----- ENTRIES PROVIDED -----

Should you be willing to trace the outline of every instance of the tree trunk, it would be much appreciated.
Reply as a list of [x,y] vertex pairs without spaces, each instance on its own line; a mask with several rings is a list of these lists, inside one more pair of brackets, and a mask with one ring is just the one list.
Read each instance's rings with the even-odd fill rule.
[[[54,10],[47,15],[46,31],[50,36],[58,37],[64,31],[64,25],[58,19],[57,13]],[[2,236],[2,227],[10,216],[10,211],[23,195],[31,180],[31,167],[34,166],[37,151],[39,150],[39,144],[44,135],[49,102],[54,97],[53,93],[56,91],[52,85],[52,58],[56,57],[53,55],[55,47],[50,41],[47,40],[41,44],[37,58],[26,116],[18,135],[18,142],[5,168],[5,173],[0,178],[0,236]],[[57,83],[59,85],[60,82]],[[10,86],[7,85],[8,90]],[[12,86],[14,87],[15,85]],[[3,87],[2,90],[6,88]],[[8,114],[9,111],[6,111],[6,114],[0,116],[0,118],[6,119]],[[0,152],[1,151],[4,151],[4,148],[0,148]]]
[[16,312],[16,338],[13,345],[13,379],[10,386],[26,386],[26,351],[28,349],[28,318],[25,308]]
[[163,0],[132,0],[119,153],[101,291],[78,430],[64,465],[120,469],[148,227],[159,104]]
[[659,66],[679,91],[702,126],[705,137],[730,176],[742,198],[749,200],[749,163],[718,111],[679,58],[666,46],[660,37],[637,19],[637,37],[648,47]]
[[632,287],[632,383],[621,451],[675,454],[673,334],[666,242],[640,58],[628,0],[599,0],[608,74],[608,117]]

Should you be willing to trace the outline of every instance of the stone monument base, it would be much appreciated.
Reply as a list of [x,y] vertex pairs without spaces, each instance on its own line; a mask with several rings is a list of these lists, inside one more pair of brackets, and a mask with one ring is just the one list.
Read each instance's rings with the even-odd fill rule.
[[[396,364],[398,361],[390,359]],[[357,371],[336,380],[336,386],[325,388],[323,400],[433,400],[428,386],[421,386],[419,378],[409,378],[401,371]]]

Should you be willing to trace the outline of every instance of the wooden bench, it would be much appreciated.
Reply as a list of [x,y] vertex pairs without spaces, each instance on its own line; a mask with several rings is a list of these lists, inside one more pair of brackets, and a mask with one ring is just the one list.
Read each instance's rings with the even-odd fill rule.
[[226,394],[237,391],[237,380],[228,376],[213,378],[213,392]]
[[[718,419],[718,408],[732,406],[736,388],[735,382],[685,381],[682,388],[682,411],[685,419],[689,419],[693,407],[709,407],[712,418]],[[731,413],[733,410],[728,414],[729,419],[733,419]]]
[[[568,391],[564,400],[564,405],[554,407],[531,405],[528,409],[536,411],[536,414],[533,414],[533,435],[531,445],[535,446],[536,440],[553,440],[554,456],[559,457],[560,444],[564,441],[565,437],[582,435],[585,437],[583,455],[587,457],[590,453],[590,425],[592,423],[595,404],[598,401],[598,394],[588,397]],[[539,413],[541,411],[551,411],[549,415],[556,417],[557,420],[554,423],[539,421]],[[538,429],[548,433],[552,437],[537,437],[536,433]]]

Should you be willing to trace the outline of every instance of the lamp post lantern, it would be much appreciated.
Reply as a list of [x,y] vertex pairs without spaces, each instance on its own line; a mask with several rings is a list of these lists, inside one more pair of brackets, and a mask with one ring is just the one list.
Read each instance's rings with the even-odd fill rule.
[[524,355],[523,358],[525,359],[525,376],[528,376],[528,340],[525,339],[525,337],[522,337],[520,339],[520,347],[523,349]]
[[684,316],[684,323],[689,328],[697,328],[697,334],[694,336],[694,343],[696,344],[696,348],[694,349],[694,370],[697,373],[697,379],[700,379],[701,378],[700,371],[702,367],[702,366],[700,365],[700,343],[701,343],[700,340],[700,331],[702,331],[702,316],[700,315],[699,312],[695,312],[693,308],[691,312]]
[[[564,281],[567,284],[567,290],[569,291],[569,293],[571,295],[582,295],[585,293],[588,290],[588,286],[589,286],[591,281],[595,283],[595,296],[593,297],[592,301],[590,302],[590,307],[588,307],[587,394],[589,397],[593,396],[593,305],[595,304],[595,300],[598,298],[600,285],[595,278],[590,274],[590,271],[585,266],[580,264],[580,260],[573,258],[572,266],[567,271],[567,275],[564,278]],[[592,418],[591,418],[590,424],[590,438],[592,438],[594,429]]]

-----

**WRITTEN INSTRUCTION**
Repeat word for word every line from the one that holds "lantern, it would be much appreciated." to the end. Both ends count.

**OUTPUT FOR THIS EXERCISE**
Should you be willing to trace the outline of every instance of the lamp post lantern, it would be much appreciated.
Reply as a list of [x,y] vertex pairs without spaces, each instance on its own line; a mask with several rings is a list of these lists, inside one more pair of brackets, and a mask with one ring is just the one list.
Read each instance's rings with the even-odd fill rule.
[[524,355],[523,358],[525,359],[525,376],[528,376],[528,340],[525,339],[525,337],[522,337],[520,339],[520,347],[523,349]]
[[684,316],[684,323],[689,328],[697,328],[697,334],[694,336],[694,343],[696,344],[696,348],[694,349],[694,370],[697,373],[697,379],[700,379],[701,378],[700,371],[702,367],[702,366],[700,365],[700,343],[701,343],[700,340],[700,331],[702,331],[702,316],[700,315],[699,312],[695,312],[693,308],[691,312]]
[[[564,281],[567,284],[567,290],[569,291],[569,293],[571,295],[582,295],[585,293],[588,290],[588,286],[589,286],[591,281],[595,283],[595,296],[593,297],[592,301],[590,302],[590,307],[588,307],[587,394],[589,397],[593,396],[593,305],[595,304],[595,300],[598,298],[600,285],[595,278],[590,274],[590,271],[585,266],[580,264],[580,260],[573,258],[572,266],[567,271],[567,275],[564,278]],[[592,418],[591,418],[590,424],[590,438],[592,438],[594,429]]]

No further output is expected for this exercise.